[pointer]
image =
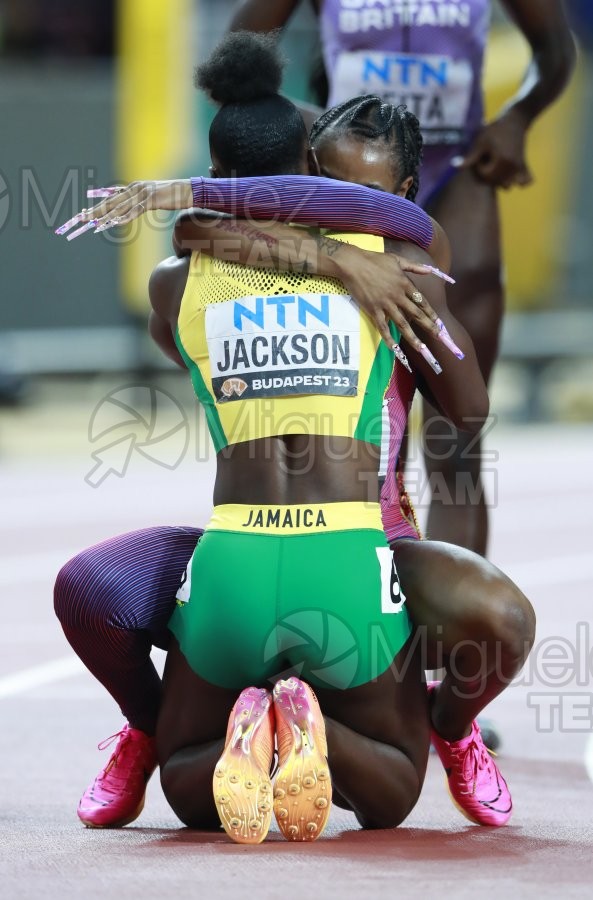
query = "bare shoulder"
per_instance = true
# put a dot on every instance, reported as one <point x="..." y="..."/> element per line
<point x="166" y="286"/>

▬▬▬▬▬▬▬▬▬▬

All of the entries above should be copied exactly, except for the pictures.

[pointer]
image =
query = "bare shoulder"
per_instance = true
# put a dot on every instance, reported as one <point x="..." y="..."/> element per line
<point x="166" y="286"/>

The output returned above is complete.